Wednesday, May 19, 2010

The Spending Seesaw


In tough economic times it is all the more important for consumers to distinguish between items they “must have and those they “would like to have.” One cannot be postponed: The other most certainly can wait.

The problem is that all too many consumers do not take the time or trouble to ask themselves “Do I really need this? Can I just as well postpone it or do without?” The choice is often difficult because the options are not always clear. The problem is muddied and magnified when all of the economic experts and most government entities urge consumers to spend themselves silly to help the economy recover. The problem is deepened by desperate merchants who engage in complex price discounting, noisy up-grades, confusing introductory offers and exaggerated advertising claims—the dark side of merchandising.

Thorstein Veblin, the economist, wrote extensively about the phenomenon of “conspicuous consumption” as to pervasive practice by consumers. Will Rogers complained that “Too many people spend money they haven’t earned, to buy things they don’t’ want, to impress people they don’t like.” Where is Andy Rooney of 60 Minutes when we need him?

What inescapably dooms the rational decision to purchase an item is the universal consumer memory lapse about income taxation. Almost everyone assumes that the price tag shown on an item is the actual cost to the purchaser. Nothing could be further from the truth. What the purchaser sees is not what he or she gets! When income is taxed before the consumer makes a purchase, the consumer has already paid a price for the dollars he or she is about to spend.

The actual cost, then, is not 100% of the price tag but more like 120% of the price tag shown for anything, for everybody. Add two extra cost items that add to the bad news:
1. Sales taxes might apply, depending upon local or state laws or the item purchased. These generally range from 5% to 8% of the price tag.
2. Finance charges if the consumer buys on credit or otherwise borrows to get the money to make the purchase.

How does it look for consumers to pay 130% or 140% of the price shown? It ought to feel good because most consumers are doing it. Isn’t it high time for consumers to do a better job of distinguishing between must have and would like? Isn’t it time for consumers to spend less and save more if they can? Alas, consumers are an irrational, disorganized lot to begin with, and an unpredictable prop for the economy.

Now, businesses face a similar challenge and a responsibility to distinguish between things they must have to conduct their operations and the things they would like to have—in order to remain competitive. But businesses have three powerful advantages consumers almost never have.

1. Businesses typically have a basic choice between incurring a current operating expense or investing in assets like equipment and inventory to save on current and future operating expense, or to grow the business. Consumers rarely have such options. The tax laws allow businesses to spread their investment cost over a number of years, but not consumers.

### QUESTIONS ON THE MATERIAL
A - From the essay on consumer spending, reproduce the passage between "Wednesday, May 19, 2010" and "side of merchandising.", inclusive.
B - In the essay on consumer spending, what range do sales taxes generally fall within?
C - For each statement, say whether it agrees with the essay on consumer spending. Give yes or no and quote the words from the essay that decide it.
(i) The actual cost of an item is more like 120% of its price tag.
(ii) The tax laws allow consumers to spread their investment cost over a number of years.
(iii) Will Rogers wrote extensively about conspicuous consumption.

### DATA FOR ANALYSIS

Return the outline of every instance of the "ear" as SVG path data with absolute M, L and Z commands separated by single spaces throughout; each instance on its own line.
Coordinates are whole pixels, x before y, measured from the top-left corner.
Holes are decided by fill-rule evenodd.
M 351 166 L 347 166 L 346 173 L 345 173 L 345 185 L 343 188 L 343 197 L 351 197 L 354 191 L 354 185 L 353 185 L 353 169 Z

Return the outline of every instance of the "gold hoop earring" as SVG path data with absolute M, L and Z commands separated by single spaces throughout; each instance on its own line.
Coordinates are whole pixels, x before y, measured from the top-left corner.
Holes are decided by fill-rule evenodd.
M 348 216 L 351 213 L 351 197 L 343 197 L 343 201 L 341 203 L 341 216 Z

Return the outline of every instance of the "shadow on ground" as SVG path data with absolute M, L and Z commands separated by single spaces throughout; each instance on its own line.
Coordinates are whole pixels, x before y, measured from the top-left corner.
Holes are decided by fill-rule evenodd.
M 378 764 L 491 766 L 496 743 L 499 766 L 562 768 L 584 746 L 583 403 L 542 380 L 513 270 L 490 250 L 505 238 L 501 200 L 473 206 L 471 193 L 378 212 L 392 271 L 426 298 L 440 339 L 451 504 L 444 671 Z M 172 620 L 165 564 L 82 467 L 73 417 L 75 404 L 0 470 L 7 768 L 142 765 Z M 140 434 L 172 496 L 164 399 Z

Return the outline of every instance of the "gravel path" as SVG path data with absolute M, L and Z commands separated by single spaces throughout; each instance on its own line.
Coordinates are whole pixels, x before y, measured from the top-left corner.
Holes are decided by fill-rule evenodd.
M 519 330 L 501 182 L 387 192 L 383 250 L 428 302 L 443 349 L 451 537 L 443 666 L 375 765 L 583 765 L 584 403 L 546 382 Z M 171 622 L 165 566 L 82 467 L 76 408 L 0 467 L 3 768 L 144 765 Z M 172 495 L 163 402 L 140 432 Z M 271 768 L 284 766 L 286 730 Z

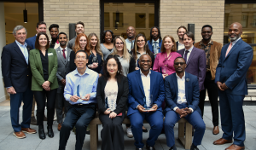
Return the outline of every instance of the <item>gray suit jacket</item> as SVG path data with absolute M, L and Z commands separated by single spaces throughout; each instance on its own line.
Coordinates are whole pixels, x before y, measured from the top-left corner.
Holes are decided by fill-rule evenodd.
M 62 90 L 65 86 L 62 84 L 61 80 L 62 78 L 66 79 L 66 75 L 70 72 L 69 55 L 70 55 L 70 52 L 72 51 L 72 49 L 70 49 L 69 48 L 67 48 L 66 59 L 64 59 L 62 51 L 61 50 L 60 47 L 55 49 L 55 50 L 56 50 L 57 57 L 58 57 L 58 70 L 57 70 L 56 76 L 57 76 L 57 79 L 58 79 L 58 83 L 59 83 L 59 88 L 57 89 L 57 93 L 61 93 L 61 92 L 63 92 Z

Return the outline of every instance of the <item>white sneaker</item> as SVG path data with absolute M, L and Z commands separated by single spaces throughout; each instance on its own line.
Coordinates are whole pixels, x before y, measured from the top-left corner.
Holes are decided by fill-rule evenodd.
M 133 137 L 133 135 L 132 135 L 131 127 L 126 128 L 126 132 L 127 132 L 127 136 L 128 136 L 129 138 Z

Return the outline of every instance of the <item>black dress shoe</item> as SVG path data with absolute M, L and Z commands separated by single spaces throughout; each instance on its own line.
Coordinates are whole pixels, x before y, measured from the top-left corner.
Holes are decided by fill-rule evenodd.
* * *
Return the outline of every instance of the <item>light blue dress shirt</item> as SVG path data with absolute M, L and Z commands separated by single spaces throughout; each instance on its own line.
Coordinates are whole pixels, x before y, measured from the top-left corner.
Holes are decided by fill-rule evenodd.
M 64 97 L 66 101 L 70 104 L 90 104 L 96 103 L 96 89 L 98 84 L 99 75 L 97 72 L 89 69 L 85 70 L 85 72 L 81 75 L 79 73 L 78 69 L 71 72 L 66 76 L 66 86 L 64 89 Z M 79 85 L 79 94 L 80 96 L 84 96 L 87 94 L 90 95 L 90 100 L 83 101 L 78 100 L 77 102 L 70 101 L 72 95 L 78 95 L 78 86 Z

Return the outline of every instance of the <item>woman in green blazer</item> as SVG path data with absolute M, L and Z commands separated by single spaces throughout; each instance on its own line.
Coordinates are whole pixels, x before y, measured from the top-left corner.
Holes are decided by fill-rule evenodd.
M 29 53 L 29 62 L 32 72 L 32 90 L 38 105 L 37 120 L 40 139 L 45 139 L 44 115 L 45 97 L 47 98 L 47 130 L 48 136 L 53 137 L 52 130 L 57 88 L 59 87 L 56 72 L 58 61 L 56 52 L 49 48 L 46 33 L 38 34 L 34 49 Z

### EXERCISE RESPONSES
A -
Wednesday, May 19, 2010

The Spending Seesaw


In tough economic times it is all the more important for consumers to distinguish between items they “must have and those they “would like to have.” One cannot be postponed: The other most certainly can wait.

The problem is that all too many consumers do not take the time or trouble to ask themselves “Do I really need this? Can I just as well postpone it or do without?” The choice is often difficult because the options are not always clear. The problem is muddied and magnified when all of the economic experts and most government entities urge consumers to spend themselves silly to help the economy recover. The problem is deepened by desperate merchants who engage in complex price discounting, noisy up-grades, confusing introductory offers and exaggerated advertising claims—the dark side of merchandising.

B - 5% to 8% of the price tag.

C -
(i) Yes: "The actual cost, then, is not 100% of the price tag but more like 120% of the price tag shown for anything, for everybody."
(ii) No: "The tax laws allow businesses to spread their investment cost over a number of years, but not consumers."
(iii) No: "Thorstein Veblin, the economist, wrote extensively about the phenomenon of"